Job 1: According to the announcement of Pacific Channel's Women in STEM Commercialisation Award, what percentage of New Zealand's approximately 2000 high-growth start-ups have women on the founding team?
Job 2: Extend the announcement of Pacific Channel's Women in STEM Commercialisation Award, beginning after its final sentence.

Text:
------------------------------------
Pacific Channel, New Zealand’s leading deep-tech venture capital fund has today announced a new Women in STEM Commercialisation Award worth $100,000.

“This Award is part of the company’s commitment to helping accelerate the leadership of women in STEM fields, bridge the divide that exists between research and industry and address the gender disparity that exists in venture capital funding,” said Pacific Channel managing director Brent Ogilvie.

“As a venture capital firm, there is a clear opportunity to consciously scout and empower women who are excelling in their fields, and who may have commercial interest arising from their research.

“We are all affected by the global challenges facing the world we live in, women in some areas more acutely than men, yet entrepreneurship and access to capital in the area of STEM-based deep-tech to address these challenges still tends to be more male-focused.

“In 2021, venture capital funding to support technology commercialisation in New Zealand equated to $59.5m (an increase of 78% from 2020). Of approximately 2000 high-growth start-ups, only 21.6% have women on the founding team. There is likewise a significant gap in the number of female-led STEM innovations receiving the investment needed to turn IP into technology that creates meaningful global impact and commercial success.

“Globally only 30%[1] of the world’s researchers in STEM fields are female and they make up only 28% of its workforce. With female-led teams capable of generating a 35% higher return on investment, embracing gender diversity in STEM-based commercialisation is not just a ‘nice to do’, it’s business-critical, said Mr Ogilvie.

Researcher and co-founder of Wellington-based start-up company, TasmanIon, Dr Shalini Divya welcomes the Award and talks about her journey as a female entrepreneur.

“The challenges vary and to some, they might not seem significant but combined they can be unnerving.

“Early on in my journey, being new to all the opportunities ahead of me, one of the best pieces of advice I received was to pick my battles. This was especially important because as women, I know we often need to make these choices in our lives. It’s a piece of advice I still constantly draw on and it’s gotten me through some tough situations.
------------------------------------
Data excerpt:

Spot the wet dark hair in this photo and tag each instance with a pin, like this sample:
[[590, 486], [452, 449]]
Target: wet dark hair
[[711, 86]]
------------------------------------
Written response 1: 21.6%

Written response 2:
“Having strong women mentors and a pathway that encourages more women to gain the competencies required to successfully commercialise their technology are important steps. I’m really lucky to be on this journey and I hope I can become that mentor for another aspiring female entrepreneur,” said Dr Divya.

Pacific Channel partner Professor Cather Simpson added “Turning science into a business isn’t easy and unfortunately, it can be even harder for women as they have more obstacles to overcome. We need to be doing everything we can to help researchers get their technology out of the lab and into use to help people and the planet.

“I feel privileged to already be helping some very talented female researchers, such as Shalini, as I know first-hand how tough the journey to commercialisation can be. We can all do so much more, and this Award is a great start.

“I’m also thrilled to be one of the judges for the Women in STEM Commercialisation Awards – knowing how many amazing innovations are out there, I expect the judging panel will have a really hard job choosing the inaugural recipient, but it’s a good problem to have,” said Professor Simpson.

The award, which is valued at $100,000 and open to female academics, will provide the recipient cash and resourcing by way of expert advice and assistance to help them commercialise their technology plus an option to access investment from the Pacific Channel Kea Fund to help drive their project forward.

Mr Ogilvie adds “As a team, we have identified a real need to encourage more women to enter and thrive in the world of science commercialisation. With our support, we can be shaping the next generation of founders and leaders. This will in turn encourage more women to take the next steps in their own commercialisation journeys, as they can already see themselves represented in the industry.

“We’re honoured to be in a position to support females in STEM fields and work alongside them to commercialise their technology and help solve some of the world’s biggest social and environmental challenges to take these technologies out of the lab and onto the global stage,” said Mr Ogilvie.